#### [Schriftliche Aufgabe a]
Nenne alle Fakten, die die Rezension zum Album „Live“ von Birth Control als Stichpunkte aufführt.

#### [Vorliegender Text]

Birth Control / Live
Live Spielzeit: 70:09
Medium: CD
Label: Trick Music (Green Tree Records), 1995 (1974)
Stil: Krautrock


Review vom 10.12.2006


Jürgen Bauerochse
Was sagen uns die folgenden Fakten?
- Doppel LP (CD) mit über 70 Minuten Laufzeit
- Trackliste besteht aus lediglich fünf Songs mit einer Länge zwischen 5:42 und 20:47 Minuten
- mitgeschnitten im Jahr 1974
- auf dem Cover eröffnen vier langhaarige, mit Hüten bekleidete Typen aus einem alten Mercedes heraus das Feuer mit Handfeuerwaffen auf einen Kinderwagen.
Na, rausgekriegt? - Richtig! Bei dieser CD handelt es sich um eines, wenn nicht dem besten Live-Album, das der sogenannte Krautrock je hervorgebracht hat. Schlicht und einfach "Live" betitelt, halte ich das definitive Meisterwerk von Birth Control in den Händen. Obwohl die Band bis heute immer wieder sehr gute Alben und faszinierende Konzerte zustande bringt, ist dieser Longplayer das Non Plus Ultra der deutschen Rockmusik-Szene.
Ich hatte das Glück die Band um Bernd 'Nossi' Noske während dieser Tour live erleben zu dürfen. Und das ist, obwohl inzwischen 32 Jahre her, immer noch eines meiner persönlichen Konzerthighlights.

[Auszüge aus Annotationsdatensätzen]
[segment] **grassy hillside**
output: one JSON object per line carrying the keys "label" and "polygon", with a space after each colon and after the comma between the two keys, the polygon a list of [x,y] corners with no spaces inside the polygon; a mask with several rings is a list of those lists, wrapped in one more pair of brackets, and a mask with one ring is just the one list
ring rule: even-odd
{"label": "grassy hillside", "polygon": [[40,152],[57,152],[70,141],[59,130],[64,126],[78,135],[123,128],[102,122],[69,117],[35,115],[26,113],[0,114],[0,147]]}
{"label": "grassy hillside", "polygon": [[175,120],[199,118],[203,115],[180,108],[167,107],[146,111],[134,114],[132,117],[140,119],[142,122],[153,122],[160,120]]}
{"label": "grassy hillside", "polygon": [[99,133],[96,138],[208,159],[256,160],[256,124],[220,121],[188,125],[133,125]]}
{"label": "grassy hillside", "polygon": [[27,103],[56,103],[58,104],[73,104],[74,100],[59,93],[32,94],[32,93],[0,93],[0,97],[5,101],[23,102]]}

#### [Schriftliche Aufgabe b]
Tausche in der Auflistung der Annotationen „even-odd“ gegen „nonzero“ aus und gib ihre Zeilen ansonsten unverändert wieder.

#### [Lösung der Aufgabe a]
- Doppel-LP (CD) mit über 70 Minuten Laufzeit
- Trackliste aus lediglich fünf Songs mit einer Länge zwischen 5:42 und 20:47 Minuten
- mitgeschnitten im Jahr 1974
- auf dem Cover eröffnen vier langhaarige, mit Hüten bekleidete Typen aus einem alten Mercedes heraus das Feuer mit Handfeuerwaffen auf einen Kinderwagen

#### [Lösung der Aufgabe b]
[segment] **grassy hillside**
output: one JSON object per line carrying the keys "label" and "polygon", with a space after each colon and after the comma between the two keys, the polygon a list of [x,y] corners with no spaces inside the polygon; a mask with several rings is a list of those lists, wrapped in one more pair of brackets, and a mask with one ring is just the one list
ring rule: nonzero
{"label": "grassy hillside", "polygon": [[40,152],[57,152],[70,141],[59,130],[64,126],[78,135],[123,128],[102,122],[69,117],[35,115],[26,113],[0,114],[0,147]]}
{"label": "grassy hillside", "polygon": [[175,120],[199,118],[203,115],[180,108],[167,107],[146,111],[134,114],[132,117],[140,119],[142,122],[153,122],[160,120]]}
{"label": "grassy hillside", "polygon": [[99,133],[96,138],[208,159],[256,160],[256,124],[220,121],[188,125],[133,125]]}
{"label": "grassy hillside", "polygon": [[27,103],[56,103],[58,104],[73,104],[74,100],[59,93],[32,94],[32,93],[0,93],[0,97],[5,101],[23,102]]}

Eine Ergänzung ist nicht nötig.